• TASK DETAILS
Turn all of the items below into a two-column CSV with the header columns "item_text" and "answer", one row per item. Put each item's text and its answer in a single quoted field, replacing any line breaks with spaces.

(Excerpts of bounding box data)
►

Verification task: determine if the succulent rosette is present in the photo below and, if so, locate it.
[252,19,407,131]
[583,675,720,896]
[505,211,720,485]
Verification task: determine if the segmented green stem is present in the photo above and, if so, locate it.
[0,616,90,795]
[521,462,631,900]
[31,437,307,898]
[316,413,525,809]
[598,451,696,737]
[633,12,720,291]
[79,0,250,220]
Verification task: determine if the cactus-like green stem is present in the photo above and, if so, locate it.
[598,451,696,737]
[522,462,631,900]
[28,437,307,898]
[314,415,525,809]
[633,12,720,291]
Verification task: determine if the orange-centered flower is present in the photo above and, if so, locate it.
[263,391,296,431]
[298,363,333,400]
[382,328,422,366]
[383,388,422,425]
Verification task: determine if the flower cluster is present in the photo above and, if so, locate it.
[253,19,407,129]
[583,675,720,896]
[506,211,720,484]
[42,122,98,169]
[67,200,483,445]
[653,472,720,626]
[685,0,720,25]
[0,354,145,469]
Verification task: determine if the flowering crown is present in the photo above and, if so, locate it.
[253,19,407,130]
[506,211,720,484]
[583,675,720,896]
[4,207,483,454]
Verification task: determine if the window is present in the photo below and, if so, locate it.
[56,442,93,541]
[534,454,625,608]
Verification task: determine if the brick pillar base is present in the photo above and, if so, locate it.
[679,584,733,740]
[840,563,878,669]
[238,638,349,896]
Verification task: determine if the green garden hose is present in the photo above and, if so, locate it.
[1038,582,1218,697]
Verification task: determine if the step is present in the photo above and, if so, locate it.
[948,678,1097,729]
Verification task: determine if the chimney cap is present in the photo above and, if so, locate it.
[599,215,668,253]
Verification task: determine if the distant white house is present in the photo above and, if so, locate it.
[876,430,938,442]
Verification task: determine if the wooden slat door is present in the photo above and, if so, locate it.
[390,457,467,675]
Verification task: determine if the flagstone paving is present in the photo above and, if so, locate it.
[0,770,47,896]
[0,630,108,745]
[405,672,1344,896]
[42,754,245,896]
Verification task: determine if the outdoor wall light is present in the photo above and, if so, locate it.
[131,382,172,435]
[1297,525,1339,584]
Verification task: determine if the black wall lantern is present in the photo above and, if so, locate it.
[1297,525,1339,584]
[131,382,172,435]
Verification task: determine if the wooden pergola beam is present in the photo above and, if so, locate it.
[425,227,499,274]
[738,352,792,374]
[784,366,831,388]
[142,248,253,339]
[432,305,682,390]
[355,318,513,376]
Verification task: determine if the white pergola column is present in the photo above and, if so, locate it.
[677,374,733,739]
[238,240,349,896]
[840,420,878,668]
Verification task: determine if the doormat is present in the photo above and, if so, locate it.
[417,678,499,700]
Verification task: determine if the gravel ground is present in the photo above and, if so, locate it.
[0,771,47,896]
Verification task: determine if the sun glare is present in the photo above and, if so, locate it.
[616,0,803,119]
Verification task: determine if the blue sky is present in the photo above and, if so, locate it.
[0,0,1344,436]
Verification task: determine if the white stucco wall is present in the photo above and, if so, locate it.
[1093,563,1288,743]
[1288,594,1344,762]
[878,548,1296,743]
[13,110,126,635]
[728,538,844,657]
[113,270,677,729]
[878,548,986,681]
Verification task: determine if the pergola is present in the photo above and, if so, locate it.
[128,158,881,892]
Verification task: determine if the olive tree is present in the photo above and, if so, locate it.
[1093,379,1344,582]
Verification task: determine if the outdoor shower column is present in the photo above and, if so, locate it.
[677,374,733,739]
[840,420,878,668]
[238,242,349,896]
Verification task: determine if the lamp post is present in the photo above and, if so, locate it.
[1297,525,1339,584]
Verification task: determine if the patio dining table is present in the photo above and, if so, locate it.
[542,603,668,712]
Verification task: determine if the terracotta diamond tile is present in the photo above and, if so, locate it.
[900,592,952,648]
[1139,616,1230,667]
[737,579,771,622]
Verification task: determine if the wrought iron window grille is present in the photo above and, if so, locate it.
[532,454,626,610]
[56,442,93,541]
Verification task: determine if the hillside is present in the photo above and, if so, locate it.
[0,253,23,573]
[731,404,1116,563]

◄

• OUTPUT FOR THIS EXERCISE
item_text,answer
"Verification task: determine if the succulent rosette is present in the photo below and, if so, locate it.","[252,19,407,131] [583,675,720,896] [505,211,720,485]"
"Verification task: determine if the segmented green stem is present in the photo above and, if so, locate it.","[0,616,90,795] [521,462,631,900] [31,437,307,898] [316,413,525,809] [598,451,696,737] [633,12,720,291] [79,0,250,220]"
"Verification task: determine if the cactus-like green stem is present in the photo above and, if so, locate it.","[598,451,696,737] [522,462,631,900] [28,437,307,898] [314,415,525,809] [633,12,720,291]"
"Verification task: determine if the orange-centered flower is present in the photo above and, if so, locate it.","[263,391,296,431] [298,363,333,400] [382,328,422,366] [383,388,422,425]"
"Verification task: determine if the flower cluster is present in the photo above and, if so, locate it.","[253,19,407,129] [583,675,720,896] [506,211,720,484] [42,122,98,169] [67,200,483,445] [653,472,720,626] [685,0,720,25] [0,354,145,469]"
"Verification task: determine if the flowering crown is present in the photo above and, if so, locate it.","[253,19,407,130] [506,211,720,484] [583,675,720,896] [4,207,483,454]"
"Verification task: determine if the window is present in the photo below and, if so, locate it.","[56,442,93,541] [534,454,625,608]"
"Verification task: determine if the brick pillar base is present in the photo above and, if so, locate it.","[679,584,733,740] [840,563,878,669] [238,638,349,896]"
"Verification task: determine if the green garden hose is present in the photo above and, if so, locate it.","[1038,582,1218,697]"
"Verification task: determine if the step is present in the photo above and, if so, locate it.","[948,678,1097,729]"
"Verification task: determine if the chimney cap is present in the photo above and, if so, locate it.","[599,215,668,253]"
"Verification task: determine if the distant white house is present in the photo above and, if so, locate it.","[876,430,938,442]"
"Verification task: determine if the wooden slat door is present in the photo above and, if so, locate it.","[390,457,467,675]"
"Verification task: determine if the flagstone paving is present in the photo above and, if so, locate it.","[0,770,47,896] [0,630,108,745] [405,672,1344,896] [42,754,245,896]"
"Verification task: determine if the outdoor wall light is present in the photo above and, if so, locate it.","[131,382,172,435] [1297,525,1339,584]"
"Verification task: determine if the black wall lantern is present in the photo above and, if so, locate it.","[1297,525,1339,584] [131,382,172,435]"
"Verification task: determine if the wooden pergola beam is present in the photo above and, if so, locate it.","[425,227,499,274] [738,352,792,374] [784,366,831,388] [142,248,253,339] [432,305,682,390] [355,318,513,376]"
"Verification task: determine if the white pergola column is present in the photo above and, if so, locate it.","[677,374,733,739] [238,240,349,896] [840,420,878,668]"
"Verification task: determine if the doormat is present in the photo above and, if so, locate it.","[417,678,499,700]"
"Verification task: determine if the gravel ground is present in the photo above and, if so, locate it.","[0,771,47,896]"
"Verification task: determine if the sun glare is present in the photo above and, if so, locate it.","[616,0,803,119]"
"Verification task: determine if the blue sky is present in the photo above and, if so, locate it.","[0,0,1344,436]"
"Verification task: determine if the white stucco wall is present in the photo above and, if so, locate it.","[1093,563,1288,743] [1288,594,1344,762] [878,548,1296,743] [13,110,126,635] [728,538,844,657] [113,270,677,729] [878,548,986,681]"
"Verification task: determine if the pergola is present in the photo above and, if so, locate it.","[128,158,881,892]"
"Verification task: determine if the olive tree is present in the photo above and, if so, locate it.","[1093,379,1344,582]"
"Verification task: determine if the outdoor shower column is present in the photo above and, if so, locate it.","[677,374,733,739] [840,420,878,668] [238,242,349,896]"
"Verification task: determine if the lamp post is present in the photo above and, if so, locate it.","[1297,525,1339,584]"
"Verification task: determine if the patio dining table is present in the photo above and, if so, locate it.","[542,603,668,712]"
"Verification task: determine if the terracotta diamond tile is present in the photo above and, if so, locate it.","[900,592,952,648] [1139,616,1230,667] [737,579,771,622]"
"Verification task: determine if the wrought iron window grille is present in the photo above and, if so, locate it.","[532,454,626,610] [56,442,93,541]"
"Verification task: determine if the hillside is present in the photo above and, if so, locate it.","[0,253,23,573] [731,404,1116,563]"